EXERCISE DIRECTIONS:
Once the images are set aside, return every entry exactly.

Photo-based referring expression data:
┄┄┄┄┄┄┄┄┄┄┄┄┄┄┄┄┄┄┄┄

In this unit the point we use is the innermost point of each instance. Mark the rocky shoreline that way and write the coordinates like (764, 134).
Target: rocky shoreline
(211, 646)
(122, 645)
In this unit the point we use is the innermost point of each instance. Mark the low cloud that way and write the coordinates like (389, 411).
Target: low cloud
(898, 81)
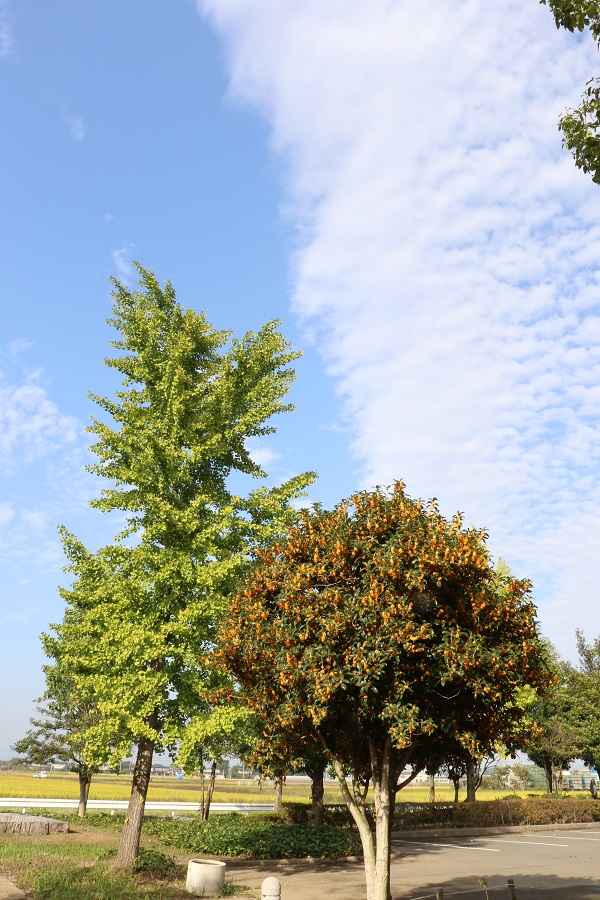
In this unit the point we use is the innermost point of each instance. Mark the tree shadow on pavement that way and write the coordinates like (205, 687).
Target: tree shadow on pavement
(528, 887)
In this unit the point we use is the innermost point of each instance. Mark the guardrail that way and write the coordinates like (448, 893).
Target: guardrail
(179, 806)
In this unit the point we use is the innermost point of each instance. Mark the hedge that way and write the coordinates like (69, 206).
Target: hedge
(483, 813)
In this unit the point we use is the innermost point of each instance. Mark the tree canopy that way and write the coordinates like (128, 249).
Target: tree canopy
(141, 610)
(580, 126)
(382, 627)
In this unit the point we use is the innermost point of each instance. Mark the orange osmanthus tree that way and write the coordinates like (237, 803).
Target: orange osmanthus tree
(383, 629)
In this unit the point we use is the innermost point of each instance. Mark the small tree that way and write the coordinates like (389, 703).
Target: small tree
(55, 736)
(382, 624)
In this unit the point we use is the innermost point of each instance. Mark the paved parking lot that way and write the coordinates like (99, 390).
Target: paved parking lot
(559, 865)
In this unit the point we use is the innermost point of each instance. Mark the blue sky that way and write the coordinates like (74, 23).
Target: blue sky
(391, 186)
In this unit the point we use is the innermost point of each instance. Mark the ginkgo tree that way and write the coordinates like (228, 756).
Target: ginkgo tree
(580, 126)
(142, 611)
(384, 626)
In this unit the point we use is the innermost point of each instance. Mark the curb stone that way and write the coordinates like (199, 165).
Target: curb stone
(415, 833)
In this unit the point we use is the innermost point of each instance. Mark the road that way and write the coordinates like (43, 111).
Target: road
(26, 803)
(561, 865)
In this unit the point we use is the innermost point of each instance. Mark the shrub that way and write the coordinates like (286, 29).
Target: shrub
(509, 811)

┄┄┄┄┄┄┄┄┄┄┄┄┄┄┄┄┄┄┄┄

ANSWER SPACE:
In this unit the point we use is the innermost point of each instance. Mark the rocky shoreline that way and write the coordinates like (764, 134).
Target: rocky shoreline
(211, 646)
(122, 645)
In this unit the point we use is the innermost point of each instance. Mark the low cloud that way and write the coordinates like (389, 411).
Target: low cloud
(898, 81)
In this unit the point we use is the innermost point of each instance. Mark the tree shadow on pavement that way and write the coordinates like (205, 687).
Target: tree shadow on pavement
(528, 887)
In this unit the point we use is the innermost point of each instance. Mark the guardrail that way and write the coordinates like (448, 893).
Target: guardrail
(179, 806)
In this unit the point we use is the innermost point of each instance. Mark the hedge that way and write the coordinates like (69, 206).
Target: hedge
(483, 813)
In this unit the point we use is the innermost point of each instance. Mark the tree canopy that way and write the coordinates like (128, 249).
Target: tree canopy
(141, 610)
(580, 126)
(382, 627)
In this unit the point we use is the innermost point of each instance. Mark the orange osmanthus tree that way and write the coordinates like (237, 803).
Target: orange osmanthus tree
(383, 629)
In this unit the point we use is the innermost point of each instance. Mark the small tree that way and write the coordinates like (389, 703).
Target: small tree
(55, 736)
(382, 624)
In this unit the point we use is the innermost point of each instance. Mark the paved parking lot that way and write the coordinates like (99, 390).
Target: paved parking lot
(559, 865)
In this unit the point we use is the innermost point of each instance. Mark the blue sky that way and write the coordinates like (74, 23).
Target: blue sky
(391, 186)
In this unit the point we use is the innermost point of each instance. Mark the ginkgo tree that way and write the coordinates like (228, 756).
Target: ginkgo tree
(580, 126)
(142, 611)
(384, 626)
In this unit the point we use is the innermost point of each instance. Mark the curb stone that way and write the coordinates like (199, 165).
Target: curb stone
(415, 833)
In this unit the point we use is the innermost point of each instance. Mark the road that way and write the coordinates like (43, 111).
Target: road
(26, 803)
(561, 865)
In this unit the point we use is the innermost point of each instance. Mark the shrub that way and write the coordinates like (286, 29).
Target: shrub
(509, 811)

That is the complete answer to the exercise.